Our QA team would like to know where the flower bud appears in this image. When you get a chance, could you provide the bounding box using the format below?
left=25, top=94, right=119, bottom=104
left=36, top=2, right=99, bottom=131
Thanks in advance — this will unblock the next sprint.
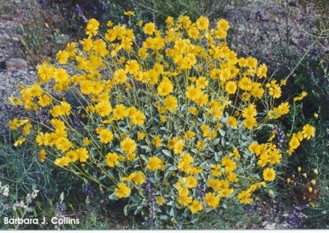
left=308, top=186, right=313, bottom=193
__________
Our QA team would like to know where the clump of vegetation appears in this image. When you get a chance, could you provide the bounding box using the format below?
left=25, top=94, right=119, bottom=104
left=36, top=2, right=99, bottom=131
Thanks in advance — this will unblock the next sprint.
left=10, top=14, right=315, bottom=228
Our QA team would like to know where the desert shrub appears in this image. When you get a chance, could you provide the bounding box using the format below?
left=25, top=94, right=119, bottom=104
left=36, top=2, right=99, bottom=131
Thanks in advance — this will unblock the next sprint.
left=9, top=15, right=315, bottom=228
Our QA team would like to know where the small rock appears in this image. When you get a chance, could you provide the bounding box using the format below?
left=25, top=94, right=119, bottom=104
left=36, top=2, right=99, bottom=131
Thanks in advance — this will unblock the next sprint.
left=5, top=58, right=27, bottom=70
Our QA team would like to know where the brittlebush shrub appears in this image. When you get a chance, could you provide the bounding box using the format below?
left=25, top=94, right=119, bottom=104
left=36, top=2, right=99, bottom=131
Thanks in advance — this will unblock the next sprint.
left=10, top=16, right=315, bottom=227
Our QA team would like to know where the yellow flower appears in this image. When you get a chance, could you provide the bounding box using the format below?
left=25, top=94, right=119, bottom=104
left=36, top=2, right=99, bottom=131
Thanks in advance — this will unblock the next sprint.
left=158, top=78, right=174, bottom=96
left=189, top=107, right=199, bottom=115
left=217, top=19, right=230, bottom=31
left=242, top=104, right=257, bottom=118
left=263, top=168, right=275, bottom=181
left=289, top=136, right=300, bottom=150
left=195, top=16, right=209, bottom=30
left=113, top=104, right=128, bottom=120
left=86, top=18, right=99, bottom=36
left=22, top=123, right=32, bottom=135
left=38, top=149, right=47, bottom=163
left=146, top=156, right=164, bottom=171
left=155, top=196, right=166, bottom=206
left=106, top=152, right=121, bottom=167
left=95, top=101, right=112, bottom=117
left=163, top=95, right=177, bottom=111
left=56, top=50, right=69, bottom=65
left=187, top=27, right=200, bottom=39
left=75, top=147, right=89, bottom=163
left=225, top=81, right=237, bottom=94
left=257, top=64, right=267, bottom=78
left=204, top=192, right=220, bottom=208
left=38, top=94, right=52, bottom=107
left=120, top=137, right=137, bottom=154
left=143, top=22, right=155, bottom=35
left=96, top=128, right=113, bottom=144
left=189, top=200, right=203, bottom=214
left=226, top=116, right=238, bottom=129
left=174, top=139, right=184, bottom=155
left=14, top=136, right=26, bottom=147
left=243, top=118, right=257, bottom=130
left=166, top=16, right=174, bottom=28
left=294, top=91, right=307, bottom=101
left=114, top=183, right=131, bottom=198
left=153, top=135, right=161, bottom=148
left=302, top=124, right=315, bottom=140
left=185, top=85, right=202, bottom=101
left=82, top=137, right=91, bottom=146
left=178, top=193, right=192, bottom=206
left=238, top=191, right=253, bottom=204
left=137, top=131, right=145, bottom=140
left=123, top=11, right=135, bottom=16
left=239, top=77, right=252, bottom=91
__________
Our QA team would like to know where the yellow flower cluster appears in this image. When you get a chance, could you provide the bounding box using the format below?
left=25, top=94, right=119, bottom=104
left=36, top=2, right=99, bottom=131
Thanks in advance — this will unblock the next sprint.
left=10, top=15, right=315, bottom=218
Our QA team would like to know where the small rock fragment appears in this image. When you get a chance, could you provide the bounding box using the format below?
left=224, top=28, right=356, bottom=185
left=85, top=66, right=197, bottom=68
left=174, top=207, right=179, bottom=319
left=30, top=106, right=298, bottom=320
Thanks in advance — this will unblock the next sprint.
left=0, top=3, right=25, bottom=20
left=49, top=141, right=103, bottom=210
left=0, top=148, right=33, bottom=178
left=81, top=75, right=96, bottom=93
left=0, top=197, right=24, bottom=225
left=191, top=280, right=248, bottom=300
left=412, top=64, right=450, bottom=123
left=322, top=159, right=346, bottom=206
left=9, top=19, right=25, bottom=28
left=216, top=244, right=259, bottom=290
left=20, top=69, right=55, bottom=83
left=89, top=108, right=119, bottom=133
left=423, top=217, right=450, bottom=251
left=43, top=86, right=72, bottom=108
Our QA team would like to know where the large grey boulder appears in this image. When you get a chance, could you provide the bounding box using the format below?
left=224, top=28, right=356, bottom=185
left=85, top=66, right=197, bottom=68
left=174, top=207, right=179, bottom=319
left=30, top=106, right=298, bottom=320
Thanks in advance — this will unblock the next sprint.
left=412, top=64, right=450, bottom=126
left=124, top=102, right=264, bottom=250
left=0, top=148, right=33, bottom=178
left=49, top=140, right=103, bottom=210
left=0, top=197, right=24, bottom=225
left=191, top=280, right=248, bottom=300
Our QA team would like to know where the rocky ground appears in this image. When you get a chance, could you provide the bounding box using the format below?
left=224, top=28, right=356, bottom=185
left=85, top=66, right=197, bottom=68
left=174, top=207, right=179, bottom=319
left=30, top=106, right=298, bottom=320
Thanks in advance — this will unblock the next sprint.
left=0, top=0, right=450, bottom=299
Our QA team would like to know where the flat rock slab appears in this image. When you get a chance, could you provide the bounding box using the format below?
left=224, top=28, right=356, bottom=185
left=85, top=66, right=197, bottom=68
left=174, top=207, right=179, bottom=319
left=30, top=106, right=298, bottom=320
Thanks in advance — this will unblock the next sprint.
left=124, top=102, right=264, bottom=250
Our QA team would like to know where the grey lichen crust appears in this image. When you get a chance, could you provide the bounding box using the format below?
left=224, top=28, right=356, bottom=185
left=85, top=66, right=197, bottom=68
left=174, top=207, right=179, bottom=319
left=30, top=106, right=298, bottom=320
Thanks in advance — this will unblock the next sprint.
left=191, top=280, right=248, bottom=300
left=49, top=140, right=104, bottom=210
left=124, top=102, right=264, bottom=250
__________
Present the lines starting with the one containing "Our QA team would like to know where the flower" and continuing through the one containing "left=308, top=186, right=313, bottom=193" as a Markdown table with the columns Row and Line. Number each row, and omit blank lines and pictures.

## RESPONSE TO THIS TASK
| Row | Line |
|---|---|
| 1 | Our QA team would like to know where the flower bud appears in this image. When you get a chance, could you provide the bounding box using the format below? |
| 2 | left=25, top=94, right=119, bottom=104 |
| 3 | left=36, top=2, right=99, bottom=131 |
| 4 | Thanks in advance — this will unblock the next sprint. |
| 5 | left=308, top=186, right=313, bottom=193 |